- Goal
Only the lines from the line containing "towel in this photo." to the end of the entries should be repeated, exactly as they appear.

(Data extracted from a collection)
.....
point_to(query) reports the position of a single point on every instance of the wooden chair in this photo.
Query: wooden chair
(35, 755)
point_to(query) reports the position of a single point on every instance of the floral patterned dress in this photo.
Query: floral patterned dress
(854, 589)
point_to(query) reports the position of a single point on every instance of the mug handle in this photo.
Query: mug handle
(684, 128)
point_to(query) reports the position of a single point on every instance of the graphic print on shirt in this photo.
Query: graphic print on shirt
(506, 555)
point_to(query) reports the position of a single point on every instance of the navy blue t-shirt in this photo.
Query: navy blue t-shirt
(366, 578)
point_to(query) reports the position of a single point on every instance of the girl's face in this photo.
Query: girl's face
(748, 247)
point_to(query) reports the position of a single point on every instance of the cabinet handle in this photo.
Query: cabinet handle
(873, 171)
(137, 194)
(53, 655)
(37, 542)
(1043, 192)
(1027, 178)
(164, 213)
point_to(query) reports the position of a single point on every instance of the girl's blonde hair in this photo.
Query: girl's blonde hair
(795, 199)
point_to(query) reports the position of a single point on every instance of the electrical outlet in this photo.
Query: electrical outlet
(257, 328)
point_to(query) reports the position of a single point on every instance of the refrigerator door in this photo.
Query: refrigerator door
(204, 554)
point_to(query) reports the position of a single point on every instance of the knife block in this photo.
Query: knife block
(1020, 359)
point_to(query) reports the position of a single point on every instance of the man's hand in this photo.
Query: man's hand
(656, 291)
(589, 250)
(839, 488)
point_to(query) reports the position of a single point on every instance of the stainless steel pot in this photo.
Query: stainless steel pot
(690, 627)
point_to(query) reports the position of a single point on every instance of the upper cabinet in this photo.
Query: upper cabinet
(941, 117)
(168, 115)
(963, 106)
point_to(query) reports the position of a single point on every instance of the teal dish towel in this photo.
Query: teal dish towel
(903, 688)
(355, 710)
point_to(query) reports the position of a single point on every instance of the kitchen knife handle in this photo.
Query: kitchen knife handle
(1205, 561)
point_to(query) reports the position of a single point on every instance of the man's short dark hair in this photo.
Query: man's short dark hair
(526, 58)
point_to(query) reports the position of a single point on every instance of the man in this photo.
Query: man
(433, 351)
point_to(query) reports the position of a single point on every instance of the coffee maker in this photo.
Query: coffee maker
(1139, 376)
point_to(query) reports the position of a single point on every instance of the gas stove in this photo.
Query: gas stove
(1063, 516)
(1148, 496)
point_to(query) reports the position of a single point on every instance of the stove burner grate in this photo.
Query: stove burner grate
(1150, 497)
.....
- Answer to this task
point_to(query) reports the position of a single point on every instance of the teal dish towel in this photo.
Query: teal dish towel
(903, 688)
(355, 710)
point_to(query) reports the position of a single point on every instance of the kitchen knife handle in this photo.
Query: kitchen knife handle
(1205, 561)
point_to(query) reports the position of a single point on every instance of the man's short dark hair in this photo.
Query: man's short dark hair
(526, 58)
point_to(query) reports the position of a single point on every instance of the man in this photo.
Query: man
(433, 351)
point_to(query) reports the position of a single point on every instance of the coffee maker in this photo.
Query: coffee maker
(1139, 376)
point_to(query) reports the position of a single point on every instance of the gas stove in this photo.
Query: gas stove
(1063, 516)
(1148, 496)
point_to(query) reports the position of a single point on every instance of the stove burner grate in this photo.
Query: stove burner grate
(1150, 497)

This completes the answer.